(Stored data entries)
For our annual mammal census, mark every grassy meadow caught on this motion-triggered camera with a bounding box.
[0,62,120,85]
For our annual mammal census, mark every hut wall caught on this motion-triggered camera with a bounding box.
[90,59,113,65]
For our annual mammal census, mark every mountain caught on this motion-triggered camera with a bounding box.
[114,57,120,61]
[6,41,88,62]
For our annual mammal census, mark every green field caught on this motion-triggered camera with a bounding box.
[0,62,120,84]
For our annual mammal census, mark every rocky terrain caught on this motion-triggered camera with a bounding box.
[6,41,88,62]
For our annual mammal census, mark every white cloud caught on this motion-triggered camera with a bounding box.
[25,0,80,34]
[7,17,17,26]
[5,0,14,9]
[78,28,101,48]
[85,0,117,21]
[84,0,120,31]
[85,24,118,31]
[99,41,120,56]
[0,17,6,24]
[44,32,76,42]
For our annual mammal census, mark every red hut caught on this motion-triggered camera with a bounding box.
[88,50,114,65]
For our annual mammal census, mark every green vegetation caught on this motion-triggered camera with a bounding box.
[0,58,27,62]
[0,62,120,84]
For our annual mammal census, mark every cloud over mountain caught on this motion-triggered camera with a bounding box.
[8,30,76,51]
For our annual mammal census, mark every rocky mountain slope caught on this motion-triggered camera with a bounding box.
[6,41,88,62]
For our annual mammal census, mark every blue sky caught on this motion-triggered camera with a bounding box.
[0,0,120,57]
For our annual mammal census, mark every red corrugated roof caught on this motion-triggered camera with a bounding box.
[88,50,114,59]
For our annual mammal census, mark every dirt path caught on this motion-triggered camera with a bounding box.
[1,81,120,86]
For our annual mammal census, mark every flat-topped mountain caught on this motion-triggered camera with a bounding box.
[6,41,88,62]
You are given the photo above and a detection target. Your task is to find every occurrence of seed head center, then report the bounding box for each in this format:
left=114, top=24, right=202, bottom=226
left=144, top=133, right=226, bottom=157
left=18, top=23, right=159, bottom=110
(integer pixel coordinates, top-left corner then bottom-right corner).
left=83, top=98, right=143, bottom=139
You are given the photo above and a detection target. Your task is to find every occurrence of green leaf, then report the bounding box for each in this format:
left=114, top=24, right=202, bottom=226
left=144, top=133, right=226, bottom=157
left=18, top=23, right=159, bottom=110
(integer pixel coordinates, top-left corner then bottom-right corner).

Problem details
Every line above that holds "each" should be copied out.

Response box
You are given the photo above and a detection target. Your task is to find every occurrence of seed head center, then report the bounding box for each in this format:
You are given the photo above and a detection target. Your task is to find every occurrence of green leaf, then report the bounding box for each in this format:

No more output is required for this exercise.